• [PROBLEM STATEMENT]: Nothing but the pictures should be left out when you copy the records exactly.

• [DATA TO PROCESS]:
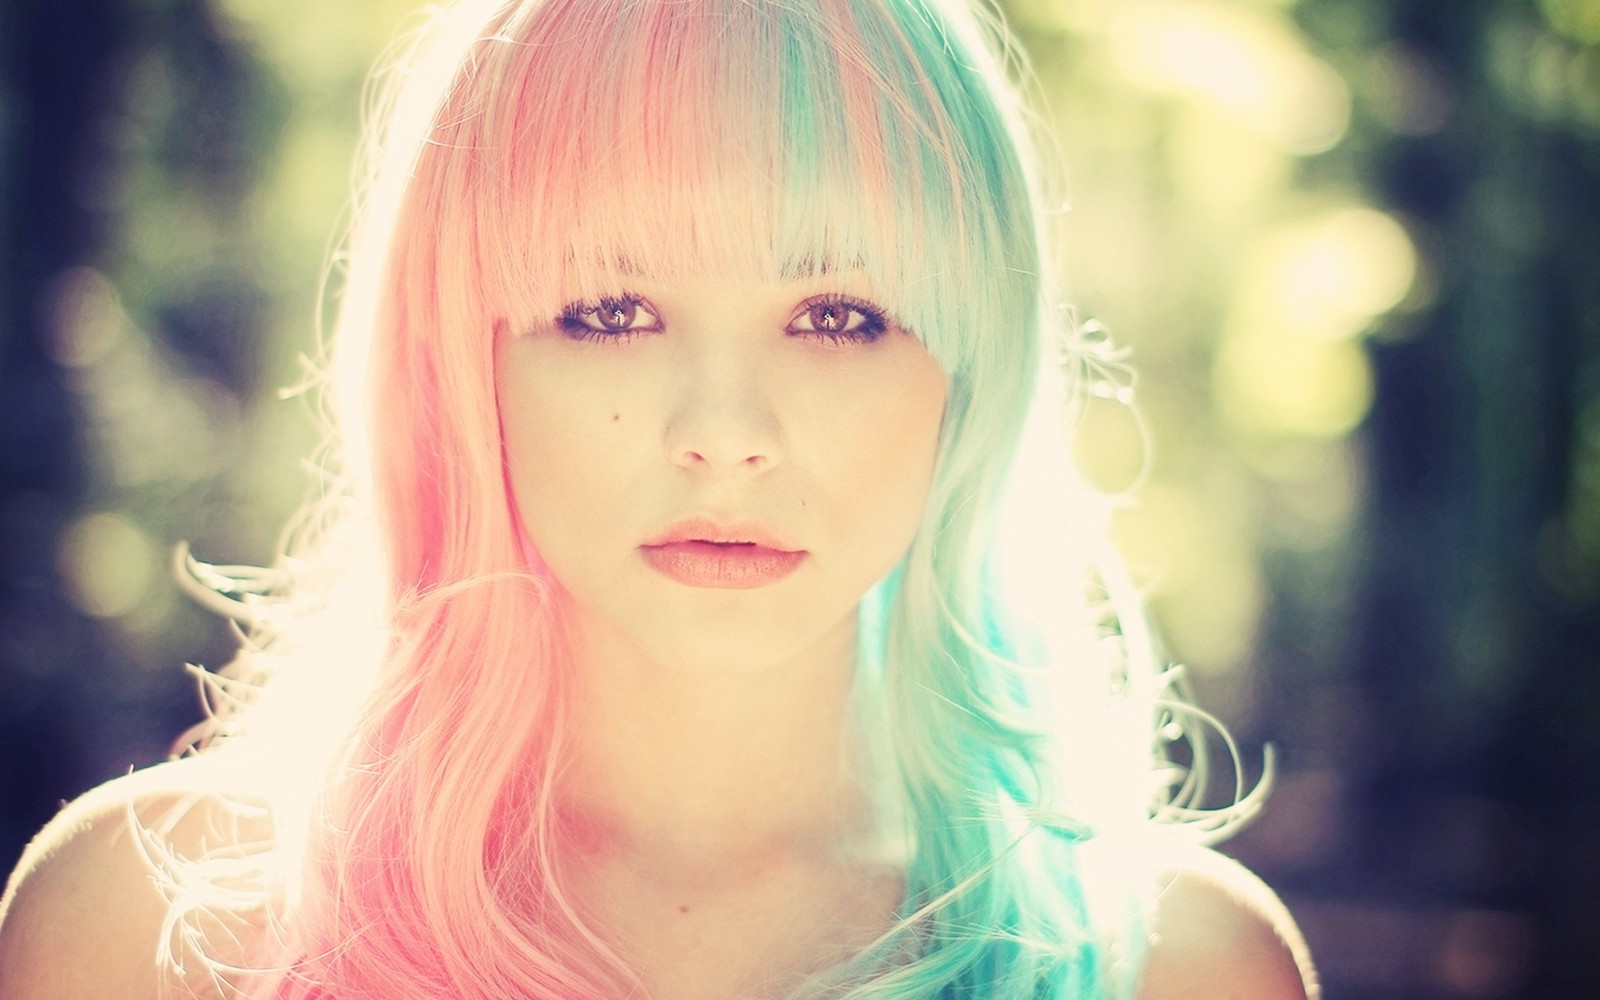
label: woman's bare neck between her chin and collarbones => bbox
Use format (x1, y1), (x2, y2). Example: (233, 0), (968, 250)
(558, 601), (872, 870)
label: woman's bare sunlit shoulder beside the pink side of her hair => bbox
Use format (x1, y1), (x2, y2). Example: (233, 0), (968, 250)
(0, 762), (269, 1000)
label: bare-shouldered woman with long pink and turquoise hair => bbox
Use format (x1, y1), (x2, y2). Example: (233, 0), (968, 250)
(0, 0), (1315, 1000)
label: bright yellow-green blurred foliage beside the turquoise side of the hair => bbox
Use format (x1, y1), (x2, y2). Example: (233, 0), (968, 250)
(1008, 0), (1401, 697)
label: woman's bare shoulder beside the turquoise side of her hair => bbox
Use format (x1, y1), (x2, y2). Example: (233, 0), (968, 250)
(1138, 846), (1320, 1000)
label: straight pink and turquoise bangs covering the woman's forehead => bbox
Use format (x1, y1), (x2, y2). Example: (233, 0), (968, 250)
(440, 0), (1040, 382)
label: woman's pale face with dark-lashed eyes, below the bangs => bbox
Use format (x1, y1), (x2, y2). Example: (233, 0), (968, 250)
(496, 274), (946, 669)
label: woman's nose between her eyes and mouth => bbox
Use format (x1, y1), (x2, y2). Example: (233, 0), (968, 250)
(666, 352), (782, 474)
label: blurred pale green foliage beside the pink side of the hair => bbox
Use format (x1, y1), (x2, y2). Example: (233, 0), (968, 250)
(48, 0), (414, 670)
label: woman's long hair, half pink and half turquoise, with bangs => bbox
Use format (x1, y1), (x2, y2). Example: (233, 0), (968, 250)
(152, 0), (1248, 1000)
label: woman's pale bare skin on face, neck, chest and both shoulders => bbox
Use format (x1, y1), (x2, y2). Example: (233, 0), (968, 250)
(0, 277), (1317, 1000)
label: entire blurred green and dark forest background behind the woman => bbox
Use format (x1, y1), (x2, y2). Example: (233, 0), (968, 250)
(0, 0), (1600, 1000)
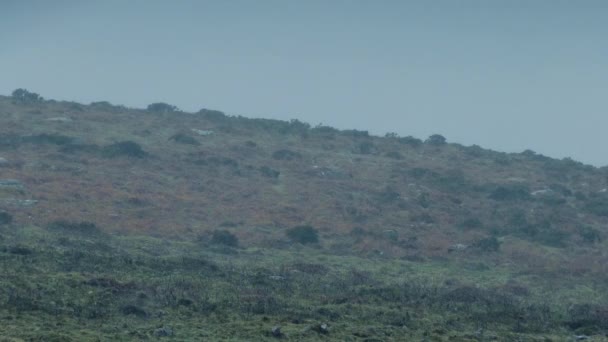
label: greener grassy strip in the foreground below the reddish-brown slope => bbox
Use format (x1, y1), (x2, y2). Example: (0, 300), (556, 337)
(0, 226), (608, 341)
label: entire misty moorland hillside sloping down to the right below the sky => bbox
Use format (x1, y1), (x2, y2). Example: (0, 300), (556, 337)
(0, 92), (608, 341)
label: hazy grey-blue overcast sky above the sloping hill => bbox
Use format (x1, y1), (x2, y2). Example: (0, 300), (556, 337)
(0, 0), (608, 166)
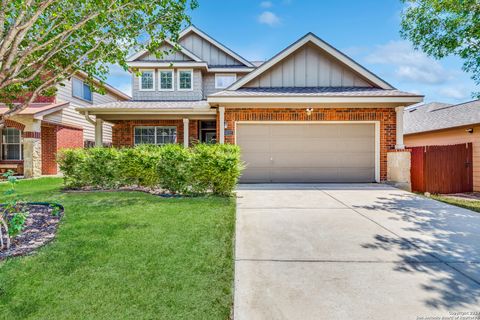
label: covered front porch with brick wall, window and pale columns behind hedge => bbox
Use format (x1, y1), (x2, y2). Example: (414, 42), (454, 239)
(78, 101), (225, 147)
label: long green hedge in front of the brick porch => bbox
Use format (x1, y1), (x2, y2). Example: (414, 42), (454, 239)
(57, 144), (242, 196)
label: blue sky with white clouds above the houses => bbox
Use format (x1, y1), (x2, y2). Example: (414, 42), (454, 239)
(108, 0), (479, 103)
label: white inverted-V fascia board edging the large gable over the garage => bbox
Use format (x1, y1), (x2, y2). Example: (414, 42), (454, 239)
(228, 33), (394, 90)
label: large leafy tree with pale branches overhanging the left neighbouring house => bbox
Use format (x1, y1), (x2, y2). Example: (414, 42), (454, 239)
(0, 0), (197, 127)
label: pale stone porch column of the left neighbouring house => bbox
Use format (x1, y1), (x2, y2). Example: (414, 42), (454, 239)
(22, 120), (42, 178)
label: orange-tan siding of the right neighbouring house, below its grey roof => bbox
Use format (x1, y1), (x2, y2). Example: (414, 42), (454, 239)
(404, 126), (480, 191)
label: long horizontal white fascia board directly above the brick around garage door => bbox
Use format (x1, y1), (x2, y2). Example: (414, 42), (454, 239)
(207, 96), (423, 104)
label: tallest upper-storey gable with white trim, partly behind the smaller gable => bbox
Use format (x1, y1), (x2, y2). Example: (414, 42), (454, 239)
(178, 25), (254, 68)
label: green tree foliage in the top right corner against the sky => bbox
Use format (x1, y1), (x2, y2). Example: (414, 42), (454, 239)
(401, 0), (480, 97)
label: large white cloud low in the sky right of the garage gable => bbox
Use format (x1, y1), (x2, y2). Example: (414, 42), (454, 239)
(365, 41), (453, 84)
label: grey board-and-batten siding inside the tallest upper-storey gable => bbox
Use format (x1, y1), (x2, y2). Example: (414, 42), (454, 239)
(180, 32), (243, 66)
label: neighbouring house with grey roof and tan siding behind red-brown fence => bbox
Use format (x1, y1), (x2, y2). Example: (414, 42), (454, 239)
(404, 100), (480, 191)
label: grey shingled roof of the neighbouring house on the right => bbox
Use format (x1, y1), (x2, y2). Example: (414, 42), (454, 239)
(403, 100), (480, 134)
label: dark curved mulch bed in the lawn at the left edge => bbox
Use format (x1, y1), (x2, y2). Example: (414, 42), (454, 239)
(0, 203), (63, 260)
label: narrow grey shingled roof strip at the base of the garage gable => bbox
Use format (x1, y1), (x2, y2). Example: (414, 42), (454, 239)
(210, 87), (423, 97)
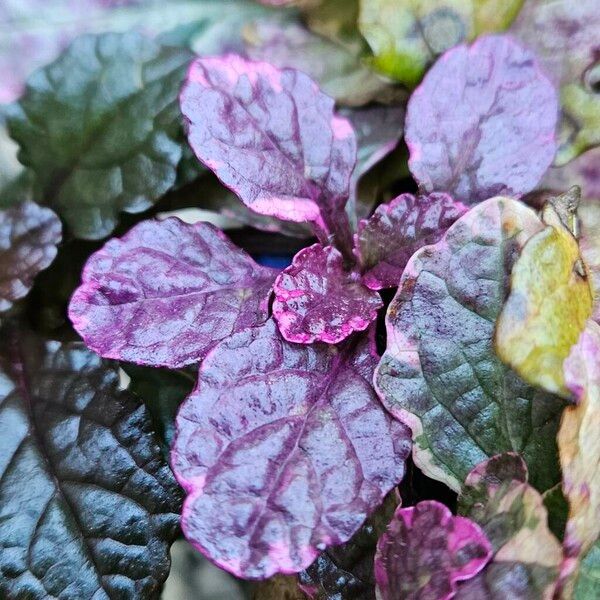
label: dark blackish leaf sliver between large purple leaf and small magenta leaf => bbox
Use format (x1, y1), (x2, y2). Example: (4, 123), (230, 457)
(298, 491), (400, 600)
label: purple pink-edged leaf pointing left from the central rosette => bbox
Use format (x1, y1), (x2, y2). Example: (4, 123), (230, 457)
(69, 218), (277, 368)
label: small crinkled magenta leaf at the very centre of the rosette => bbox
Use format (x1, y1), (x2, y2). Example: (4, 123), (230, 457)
(273, 244), (383, 344)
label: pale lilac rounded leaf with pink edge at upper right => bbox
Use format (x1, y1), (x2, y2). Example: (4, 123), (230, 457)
(406, 35), (558, 204)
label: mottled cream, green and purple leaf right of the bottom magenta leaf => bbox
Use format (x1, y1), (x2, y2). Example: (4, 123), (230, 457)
(456, 453), (562, 600)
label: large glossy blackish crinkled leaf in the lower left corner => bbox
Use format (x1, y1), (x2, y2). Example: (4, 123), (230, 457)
(0, 331), (181, 600)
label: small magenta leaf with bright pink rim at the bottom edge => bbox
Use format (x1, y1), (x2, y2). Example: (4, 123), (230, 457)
(375, 500), (492, 600)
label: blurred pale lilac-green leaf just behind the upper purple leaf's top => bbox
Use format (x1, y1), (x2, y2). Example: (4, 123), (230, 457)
(245, 21), (393, 106)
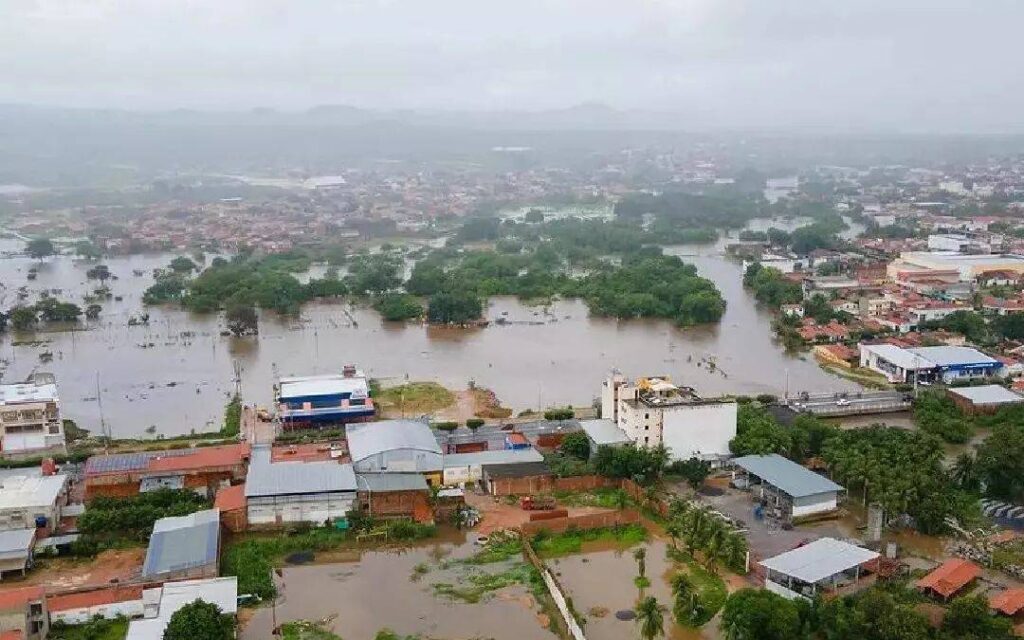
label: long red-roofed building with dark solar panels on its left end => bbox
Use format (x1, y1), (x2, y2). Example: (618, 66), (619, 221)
(85, 442), (249, 501)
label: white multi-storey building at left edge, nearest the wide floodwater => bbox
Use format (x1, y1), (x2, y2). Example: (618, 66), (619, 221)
(0, 374), (65, 455)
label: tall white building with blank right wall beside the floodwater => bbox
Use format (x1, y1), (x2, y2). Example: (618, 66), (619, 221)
(601, 371), (736, 463)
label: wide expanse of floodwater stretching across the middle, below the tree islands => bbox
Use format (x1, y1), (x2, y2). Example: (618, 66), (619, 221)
(0, 222), (859, 437)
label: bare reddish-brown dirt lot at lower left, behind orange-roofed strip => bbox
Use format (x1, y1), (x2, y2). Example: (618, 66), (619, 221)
(0, 547), (145, 592)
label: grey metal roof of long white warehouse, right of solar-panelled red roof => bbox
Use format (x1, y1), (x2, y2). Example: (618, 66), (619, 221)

• [FINISHED TASK]:
label: woman's bare neck between her chin and collarbones => bbox
Use format (x1, y1), (x2, y2). Example: (233, 0), (968, 250)
(558, 601), (872, 870)
label: woman's bare sunlit shoulder beside the pink side of her hair => bbox
Use format (x1, y1), (x2, y2). Example: (233, 0), (968, 250)
(0, 762), (269, 1000)
label: bare-shouldered woman with long pink and turquoise hair => bbox
Use format (x1, y1), (x2, y2). Example: (233, 0), (968, 250)
(0, 0), (1315, 1000)
label: bright yellow-green blurred foliage beside the turquoise side of the hair => bbox
Use format (x1, y1), (x2, y2). Example: (233, 0), (968, 250)
(1008, 0), (1401, 697)
label: woman's bare shoulder beside the turquoise side of her hair => bbox
Use format (x1, y1), (x2, y2). Example: (233, 0), (968, 250)
(1138, 846), (1320, 1000)
label: straight pink and turquoise bangs covering the woman's forehead => bbox
Use format (x1, y1), (x2, y2). Example: (233, 0), (968, 250)
(440, 0), (1040, 382)
label: woman's pale face with dark-lashed eyes, below the bangs => bbox
Use format (x1, y1), (x2, y2). Example: (233, 0), (968, 250)
(496, 274), (946, 669)
label: woman's nose between her eyes and mouth => bbox
Use format (x1, y1), (x2, y2). Example: (233, 0), (968, 250)
(666, 352), (782, 474)
label: blurred pale green foliage beside the pink side of the hair => bbox
Use format (x1, y1), (x2, y2). Example: (233, 0), (968, 250)
(48, 0), (414, 670)
label: woman's long hair, half pink and half turquoise, with bangs => bbox
Use format (x1, y1), (x2, y2). Example: (233, 0), (968, 250)
(152, 0), (1248, 1000)
label: woman's pale bare skin on face, neck, chest and both shoulders => bbox
Use format (x1, y1), (x2, y2). Example: (233, 0), (968, 250)
(0, 277), (1317, 1000)
label: entire blurred green and dark forest background behind the woman => bbox
Use format (x1, y1), (x2, y2). Example: (233, 0), (968, 250)
(0, 0), (1600, 1000)
label: greener grassy strip in the foreground below the reddish-brown slope => bbox
Use format (x1, y1), (x2, y2). Example: (0, 300), (556, 337)
(0, 226), (608, 341)
label: entire misty moorland hillside sloping down to the right below the sky => bbox
Use format (x1, y1), (x2, y2). Example: (0, 300), (556, 337)
(0, 92), (608, 341)
label: hazy grey-blue overcast sky above the sloping hill => bbox
Use format (x1, y1), (x2, y2). Example: (0, 300), (556, 337)
(0, 0), (608, 166)
label: covered front porch with brick wall, window and pale columns behind hedge => bbox
Use format (x1, y1), (x2, y2). Example: (414, 42), (454, 239)
(78, 101), (225, 147)
label: long green hedge in front of the brick porch => bbox
Use format (x1, y1), (x2, y2). Example: (414, 42), (454, 239)
(57, 144), (242, 196)
label: blue sky with white clouds above the houses => bbox
Use format (x1, y1), (x2, y2). Example: (414, 42), (454, 239)
(108, 0), (479, 103)
label: white inverted-V fascia board edging the large gable over the garage => bbox
Use format (x1, y1), (x2, y2). Example: (414, 42), (454, 239)
(228, 33), (394, 90)
label: large leafy tree with pale branches overhanging the left neighbouring house => bbox
Use format (x1, y1), (x2, y2). Example: (414, 42), (454, 239)
(0, 0), (197, 127)
label: pale stone porch column of the left neighbouring house => bbox
Use format (x1, y1), (x2, y2). Example: (414, 42), (454, 239)
(22, 120), (42, 178)
label: orange-tan siding of the right neighbouring house, below its grey roof => bbox
Use format (x1, y1), (x2, y2). Example: (414, 42), (454, 239)
(404, 126), (480, 191)
label: long horizontal white fascia board directly above the brick around garage door => bbox
Use format (x1, y1), (x2, y2). Example: (414, 42), (454, 239)
(207, 96), (423, 104)
label: tallest upper-storey gable with white trim, partly behind the smaller gable => bbox
Use format (x1, y1), (x2, y2). Example: (414, 42), (454, 239)
(178, 25), (254, 68)
label: green tree foliage in the top right corner against the sky => bbox
Use format (x1, y1), (x2, y2). Example: (414, 42), (454, 239)
(401, 0), (480, 97)
label: large white cloud low in the sky right of the garage gable => bbox
Use format (x1, y1), (x2, y2). Example: (414, 42), (454, 239)
(365, 41), (453, 84)
label: grey board-and-batten siding inside the tallest upper-storey gable => bbox
Use format (x1, y1), (x2, y2). Example: (414, 42), (454, 239)
(180, 32), (243, 66)
label: neighbouring house with grey roof and tan siding behind red-brown fence => bbox
Use format (x1, y1), (x2, y2). Example: (414, 42), (454, 239)
(404, 100), (480, 191)
label: grey shingled roof of the neighbouring house on the right => bbox
Use format (x1, y1), (x2, y2). Example: (414, 42), (454, 239)
(403, 100), (480, 134)
label: dark curved mulch bed in the lawn at the left edge => bbox
Use format (x1, y1), (x2, y2). Example: (414, 42), (454, 239)
(0, 203), (63, 260)
label: narrow grey shingled roof strip at the base of the garage gable => bbox
Use format (x1, y1), (x2, y2). Example: (414, 42), (454, 239)
(210, 87), (423, 97)
label: dark blackish leaf sliver between large purple leaf and small magenta leaf => bbox
Use format (x1, y1), (x2, y2). Example: (4, 123), (230, 457)
(298, 491), (400, 600)
label: purple pink-edged leaf pointing left from the central rosette => bbox
Use format (x1, y1), (x2, y2). Example: (4, 123), (230, 457)
(69, 218), (277, 368)
label: small crinkled magenta leaf at the very centre of the rosette => bbox
Use format (x1, y1), (x2, y2). Example: (4, 123), (230, 457)
(273, 244), (383, 344)
label: pale lilac rounded leaf with pink edge at upper right => bbox
Use format (x1, y1), (x2, y2). Example: (4, 123), (230, 457)
(406, 35), (558, 204)
label: mottled cream, green and purple leaf right of the bottom magenta leaf => bbox
Use format (x1, y1), (x2, y2). Example: (4, 123), (230, 457)
(456, 453), (562, 600)
label: large glossy blackish crinkled leaf in the lower left corner => bbox
Use format (x1, y1), (x2, y2). Example: (4, 123), (230, 457)
(0, 331), (181, 600)
label: small magenta leaf with bright pink rim at the bottom edge => bbox
Use format (x1, y1), (x2, y2). Example: (4, 123), (230, 457)
(375, 500), (492, 600)
label: blurred pale lilac-green leaf just behind the upper purple leaf's top => bbox
Use format (x1, y1), (x2, y2). Example: (4, 123), (230, 457)
(245, 21), (393, 106)
label: long red-roofed building with dark solar panels on its left end => bbox
Use format (x1, y1), (x2, y2). Example: (618, 66), (619, 221)
(85, 442), (249, 501)
label: white multi-storey building at left edge, nearest the wide floodwater => bbox
Use format (x1, y1), (x2, y2). Example: (618, 66), (619, 221)
(0, 374), (65, 455)
label: tall white building with blank right wall beside the floodwater => bbox
Use format (x1, y1), (x2, y2). Example: (618, 66), (619, 221)
(601, 371), (736, 463)
label: wide expanse of floodwater stretching across the middle, below the tree islands => bbox
Use format (x1, y1), (x2, y2). Example: (618, 66), (619, 221)
(0, 222), (859, 437)
label: bare reddish-brown dirt lot at lower left, behind orange-roofed strip => bbox
Use format (x1, y1), (x2, y2). Example: (618, 66), (619, 221)
(0, 547), (145, 592)
label: grey metal roof of long white warehouse, right of solar-panelled red roof => bbox
Use format (x1, y1), (x2, y2). Example: (618, 66), (619, 221)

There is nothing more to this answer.